* Request
Reproduce every line of the material below word for word, keeping the same order.

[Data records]
━━━━━━━━━━━━━━━━

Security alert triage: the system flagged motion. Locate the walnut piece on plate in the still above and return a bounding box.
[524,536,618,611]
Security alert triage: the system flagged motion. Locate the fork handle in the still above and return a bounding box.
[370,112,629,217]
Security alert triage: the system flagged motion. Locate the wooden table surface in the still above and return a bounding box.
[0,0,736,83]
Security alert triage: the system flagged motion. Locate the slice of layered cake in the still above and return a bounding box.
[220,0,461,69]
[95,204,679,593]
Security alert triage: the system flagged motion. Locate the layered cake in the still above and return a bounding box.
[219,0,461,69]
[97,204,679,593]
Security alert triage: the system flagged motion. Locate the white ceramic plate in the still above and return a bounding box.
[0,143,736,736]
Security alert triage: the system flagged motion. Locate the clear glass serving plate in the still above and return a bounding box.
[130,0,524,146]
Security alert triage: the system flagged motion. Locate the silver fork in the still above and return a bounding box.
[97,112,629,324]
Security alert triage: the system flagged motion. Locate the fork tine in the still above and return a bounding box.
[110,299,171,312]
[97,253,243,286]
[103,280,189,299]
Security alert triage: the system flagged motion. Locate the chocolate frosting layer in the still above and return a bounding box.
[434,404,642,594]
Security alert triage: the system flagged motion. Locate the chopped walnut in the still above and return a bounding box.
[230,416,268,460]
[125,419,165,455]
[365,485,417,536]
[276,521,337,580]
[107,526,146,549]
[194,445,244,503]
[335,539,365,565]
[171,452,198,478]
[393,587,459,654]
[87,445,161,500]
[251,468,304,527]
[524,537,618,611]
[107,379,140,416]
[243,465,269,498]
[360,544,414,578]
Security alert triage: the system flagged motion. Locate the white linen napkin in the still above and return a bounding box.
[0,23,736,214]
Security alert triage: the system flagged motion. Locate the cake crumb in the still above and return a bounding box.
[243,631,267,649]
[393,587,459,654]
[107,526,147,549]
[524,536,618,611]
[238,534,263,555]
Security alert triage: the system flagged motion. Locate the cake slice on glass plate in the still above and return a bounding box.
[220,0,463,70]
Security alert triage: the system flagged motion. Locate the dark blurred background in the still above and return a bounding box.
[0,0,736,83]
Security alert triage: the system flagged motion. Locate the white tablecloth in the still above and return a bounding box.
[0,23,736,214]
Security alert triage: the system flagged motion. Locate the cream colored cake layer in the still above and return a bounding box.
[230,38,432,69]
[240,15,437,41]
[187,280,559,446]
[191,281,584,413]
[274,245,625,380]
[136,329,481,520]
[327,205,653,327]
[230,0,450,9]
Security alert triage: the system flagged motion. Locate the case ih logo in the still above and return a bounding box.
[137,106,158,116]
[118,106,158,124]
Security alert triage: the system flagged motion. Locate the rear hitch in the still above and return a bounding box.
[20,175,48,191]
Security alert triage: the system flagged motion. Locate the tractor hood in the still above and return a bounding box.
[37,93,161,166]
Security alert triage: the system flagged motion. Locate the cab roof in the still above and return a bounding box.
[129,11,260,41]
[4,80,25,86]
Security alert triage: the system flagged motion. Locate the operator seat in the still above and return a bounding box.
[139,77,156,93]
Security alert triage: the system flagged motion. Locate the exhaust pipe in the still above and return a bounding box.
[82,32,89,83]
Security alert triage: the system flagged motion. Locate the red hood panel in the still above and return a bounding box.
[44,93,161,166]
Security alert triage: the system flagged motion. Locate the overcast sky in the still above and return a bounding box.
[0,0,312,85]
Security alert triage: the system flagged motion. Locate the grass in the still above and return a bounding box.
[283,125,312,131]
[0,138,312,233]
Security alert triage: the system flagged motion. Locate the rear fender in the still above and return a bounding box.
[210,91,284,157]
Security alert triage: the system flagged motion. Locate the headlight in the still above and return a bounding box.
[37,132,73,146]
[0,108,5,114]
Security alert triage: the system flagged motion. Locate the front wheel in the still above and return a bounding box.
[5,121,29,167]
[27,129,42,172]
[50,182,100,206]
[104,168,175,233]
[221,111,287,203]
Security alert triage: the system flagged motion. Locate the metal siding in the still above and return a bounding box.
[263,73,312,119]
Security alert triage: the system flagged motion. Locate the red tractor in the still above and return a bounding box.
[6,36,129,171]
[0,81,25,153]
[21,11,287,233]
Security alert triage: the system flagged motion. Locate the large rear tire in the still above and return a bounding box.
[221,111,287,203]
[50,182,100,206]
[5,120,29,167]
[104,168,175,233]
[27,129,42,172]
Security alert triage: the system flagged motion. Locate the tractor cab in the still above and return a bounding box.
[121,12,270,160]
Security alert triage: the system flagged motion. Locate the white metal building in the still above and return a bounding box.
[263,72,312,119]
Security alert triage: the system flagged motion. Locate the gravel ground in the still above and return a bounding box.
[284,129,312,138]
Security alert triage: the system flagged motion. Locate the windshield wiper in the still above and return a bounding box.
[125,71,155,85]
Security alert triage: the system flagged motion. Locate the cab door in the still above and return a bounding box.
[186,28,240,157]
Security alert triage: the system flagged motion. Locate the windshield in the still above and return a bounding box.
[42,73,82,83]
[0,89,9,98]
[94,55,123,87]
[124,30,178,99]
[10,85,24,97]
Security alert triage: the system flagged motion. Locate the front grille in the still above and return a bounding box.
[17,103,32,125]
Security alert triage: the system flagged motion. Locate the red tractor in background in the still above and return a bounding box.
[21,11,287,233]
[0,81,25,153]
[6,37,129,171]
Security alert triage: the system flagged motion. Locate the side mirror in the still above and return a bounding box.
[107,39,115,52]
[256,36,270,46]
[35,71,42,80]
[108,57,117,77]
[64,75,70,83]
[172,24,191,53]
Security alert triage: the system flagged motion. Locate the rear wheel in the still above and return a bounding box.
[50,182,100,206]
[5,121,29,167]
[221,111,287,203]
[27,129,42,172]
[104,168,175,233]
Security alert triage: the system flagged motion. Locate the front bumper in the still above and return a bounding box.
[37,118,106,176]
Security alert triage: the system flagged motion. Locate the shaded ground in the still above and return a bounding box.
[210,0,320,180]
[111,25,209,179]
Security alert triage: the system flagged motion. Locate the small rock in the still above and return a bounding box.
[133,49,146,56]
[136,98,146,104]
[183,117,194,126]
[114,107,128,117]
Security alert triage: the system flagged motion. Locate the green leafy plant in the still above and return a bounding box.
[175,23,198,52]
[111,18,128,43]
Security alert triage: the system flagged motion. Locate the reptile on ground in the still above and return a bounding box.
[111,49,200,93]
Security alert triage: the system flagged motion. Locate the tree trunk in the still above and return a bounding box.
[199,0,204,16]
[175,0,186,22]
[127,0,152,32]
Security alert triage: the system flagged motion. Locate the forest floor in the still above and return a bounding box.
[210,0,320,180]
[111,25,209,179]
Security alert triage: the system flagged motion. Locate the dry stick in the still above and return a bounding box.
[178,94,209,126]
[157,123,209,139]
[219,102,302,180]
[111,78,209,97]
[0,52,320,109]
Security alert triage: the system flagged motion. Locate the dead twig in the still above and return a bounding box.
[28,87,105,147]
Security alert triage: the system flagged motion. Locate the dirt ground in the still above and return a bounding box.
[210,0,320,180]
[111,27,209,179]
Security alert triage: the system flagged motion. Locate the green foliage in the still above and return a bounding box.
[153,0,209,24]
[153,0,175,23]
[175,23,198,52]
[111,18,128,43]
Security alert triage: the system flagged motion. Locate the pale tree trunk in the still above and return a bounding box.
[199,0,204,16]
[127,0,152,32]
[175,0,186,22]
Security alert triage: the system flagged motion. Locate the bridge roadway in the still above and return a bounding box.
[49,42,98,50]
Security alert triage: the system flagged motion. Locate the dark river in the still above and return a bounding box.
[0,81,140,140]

━━━━━━━━━━━━━━━━

* Answer to the problem
Security alert triage: the system flagged motion. Locate the walnut piece on plate in the still above and return a bounding box.
[524,536,618,611]
Security alert triage: the system flagged motion. Locate the fork handle in the still above and return a bounding box.
[370,112,629,217]
Security alert triage: the system flagged motion. Locate the wooden table surface in the still above and return a bounding box.
[0,0,736,83]
Security alert triage: the system flagged motion. Locate the slice of layered cake in the still above and return a bounding box.
[220,0,461,69]
[95,204,679,593]
Security alert triage: the system flagged motion. Locate the layered cake in the still above and return a bounding box.
[219,0,461,69]
[97,204,679,593]
Security alert triage: the system flagged motion. Locate the white ceramic plate in the still above and return a bounding box.
[0,143,736,736]
Security alert triage: the system flagged motion. Locate the clear glass serving plate in the still above and return a bounding box.
[130,0,524,146]
Security alert triage: the system flagged motion. Locate the silver fork in the still above and return a bounding box.
[97,112,629,324]
Security alert triage: the system flagged motion. Locate the fork tine in the still above and return a bounding box.
[110,299,171,312]
[97,253,243,286]
[103,280,189,299]
Security alert triage: the system flagged motion. Locate the chocolate frosting layer in the still above and return a bounding box.
[434,404,642,594]
Security alert triage: the system flagged motion. Locate the chopped walnut in the still above and return a bounding box.
[230,416,268,460]
[125,419,165,455]
[365,485,417,536]
[276,521,337,580]
[107,526,146,549]
[194,445,244,503]
[335,539,365,565]
[171,452,198,478]
[393,587,459,654]
[87,445,161,500]
[251,468,304,527]
[524,537,618,611]
[107,379,140,416]
[243,465,269,498]
[360,544,414,578]
Security alert triage: the system flagged motion. Locate the white linen napkin in the still above and return a bounding box.
[0,23,736,214]
Security alert triage: the system flagged motion. Locate the cake crumb in the still above and return a bounding box.
[243,631,267,649]
[393,587,459,654]
[107,526,147,549]
[524,536,618,611]
[238,534,263,555]
Security alert triage: the system flagged motion. Locate the cake slice on glass plate in the still above and return a bounding box.
[220,0,463,70]
Security alert triage: the system flagged motion. Locate the dark blurred background in the still above and return a bounding box.
[0,0,736,83]
Security alert triage: the system flagged motion. Locate the white tablecloth in the still above and return a bounding box.
[0,23,736,214]
Security alert triage: the system flagged motion. Locate the cream colored cake layer in the still above and return a bounding box.
[230,38,432,69]
[240,15,437,41]
[187,280,559,446]
[191,281,584,413]
[274,245,625,380]
[136,329,481,520]
[327,205,653,327]
[230,0,450,9]
Security alert triage: the system flagged motion. Locate the case ih logo in the still above and return a bounding box.
[137,106,158,116]
[118,106,158,124]
Security alert triage: the system flagged motion. Locate the rear hitch in the still above and return a bounding box.
[20,175,48,191]
Security alert triage: the system flagged motion. Locate the tractor hood in the still above and return a bounding box.
[37,93,161,166]
Security alert triage: the system flagged motion. Locate the cab roof in the still above and return a bounding box.
[129,11,260,41]
[4,80,25,86]
Security alert triage: the system flagged motion. Locate the operator seat in the still above and return a bounding box.
[139,77,156,93]
Security alert triage: the system flagged motion. Locate the exhaust pipe in the still above and return a bounding box.
[82,32,89,83]
Security alert triage: the system flagged motion. Locate the red hood panel in the still above and return a bounding box.
[44,93,161,166]
Security alert triage: the system flagged motion. Locate the overcast sky in the still above and return a bounding box.
[0,0,312,85]
Security alert triage: the system flagged motion. Locate the grass in the still above and return a bounding box.
[283,125,312,131]
[0,138,312,233]
Security alert triage: the system flagged motion. Locate the rear fender in the still above and return a bounding box.
[210,91,284,157]
Security alert triage: the system flagged motion. Locate the headlight in the still above and return a bounding box.
[37,132,73,146]
[0,108,5,114]
Security alert triage: the system flagged motion. Locate the front wheel in the still above and return a bounding box.
[5,121,29,167]
[27,129,42,172]
[50,182,100,206]
[104,168,175,233]
[221,111,287,203]
Security alert triage: the system flagged motion. Locate the metal siding in the still above and return a bounding box.
[263,73,312,119]
Security alert triage: the system flagged motion. Locate the red tractor in the still above and return a bounding box.
[6,36,129,171]
[0,81,25,153]
[21,11,287,233]
Security alert triage: the system flagged motion. Locate the large rear tire in the still above and return a bounding box.
[221,111,287,203]
[50,182,100,206]
[5,120,29,167]
[104,168,175,233]
[27,129,42,172]
Security alert triage: the system flagged motion. Locate the tractor cab in the still above and return a bounding box.
[121,12,270,160]
Security alert triage: the system flagged motion. Locate the white metal building in the still above and return a bounding box.
[263,72,312,119]
Security alert triage: the system flagged motion. Locate the gravel ground in the still above and return a bounding box.
[284,129,312,138]
Security alert triage: the system flagged motion. Locate the windshield wiper in the still above and return a bounding box.
[125,71,155,85]
Security alert triage: the system flagged motion. Locate the cab door in the still above and return a bounding box.
[186,28,240,157]
Security alert triage: the system flagged motion. Locate the windshield in the still above and return a bounding box.
[42,73,82,83]
[0,89,9,98]
[94,55,123,87]
[124,30,178,99]
[10,85,24,97]
Security alert triage: the system flagged motion. Locate the front grille in the still above and return a bounding box.
[17,103,32,125]
Security alert triage: the system flagged motion. Locate the red tractor in background in the still above and return a bounding box.
[21,11,287,233]
[0,81,25,153]
[6,37,129,171]
Security alert triage: the system flagged motion. Locate the side mirror in the still above and return a bounding box.
[107,39,115,52]
[256,36,270,46]
[35,71,42,80]
[108,57,117,77]
[64,75,70,83]
[172,24,191,53]
Security alert triage: the system flagged motion. Locate the rear wheel in the still above and return a bounding box.
[50,182,100,206]
[5,121,29,167]
[221,111,287,203]
[27,129,42,172]
[104,168,175,233]
Security alert triage: the system flagged motion. Locate the front bumper in the still above and return a bounding box.
[37,118,106,176]
Security alert triage: the system flagged motion. Locate the shaded ground in the still above and return a bounding box.
[210,0,320,180]
[111,25,209,179]
Security alert triage: the system flagged motion. Locate the small rock in the still above and return a bounding box.
[133,49,146,56]
[136,98,146,104]
[183,117,194,126]
[114,107,128,117]
Security alert triage: the system flagged motion. Locate the green leafy plant in the still above and return a bounding box.
[175,23,198,52]
[111,18,128,43]
Security alert triage: the system flagged motion. Locate the reptile on ground in the still above and return a bounding box.
[111,49,200,93]
Security alert triage: the system flagged motion. Locate the tree trunk in the still above and return a bounding box.
[199,0,204,16]
[175,0,186,22]
[127,0,152,32]
Security alert triage: the system flagged motion. Locate the forest floor in the still above and return a bounding box.
[210,0,320,180]
[111,25,209,179]
Security alert triage: the system flagged motion. Locate the dry stick in the still above and return a bounding box.
[178,94,209,126]
[157,123,209,139]
[219,102,302,180]
[111,78,209,97]
[0,52,320,109]
Security alert triage: the system flagged motion. Locate the dead twig in the still above and return a bounding box.
[28,87,105,147]
Security alert triage: the system flagged motion. Locate the dirt ground in the still above and return a bounding box.
[210,0,320,180]
[111,27,209,179]
Security alert triage: the system flagged motion. Locate the green foliage in the still above and return a bounding box.
[153,0,209,24]
[153,0,175,23]
[175,23,198,52]
[111,18,128,43]
Security alert triage: the system flagged motion. Locate the pale tree trunk in the still above and return a bounding box.
[199,0,204,16]
[127,0,152,32]
[175,0,186,22]
Security alert triage: the system flagged motion. Locate the bridge roadway in the still above and return a bounding box.
[49,42,98,50]
Security alert triage: the system flagged motion. Locate the dark river in the still above and return a bounding box.
[0,81,140,140]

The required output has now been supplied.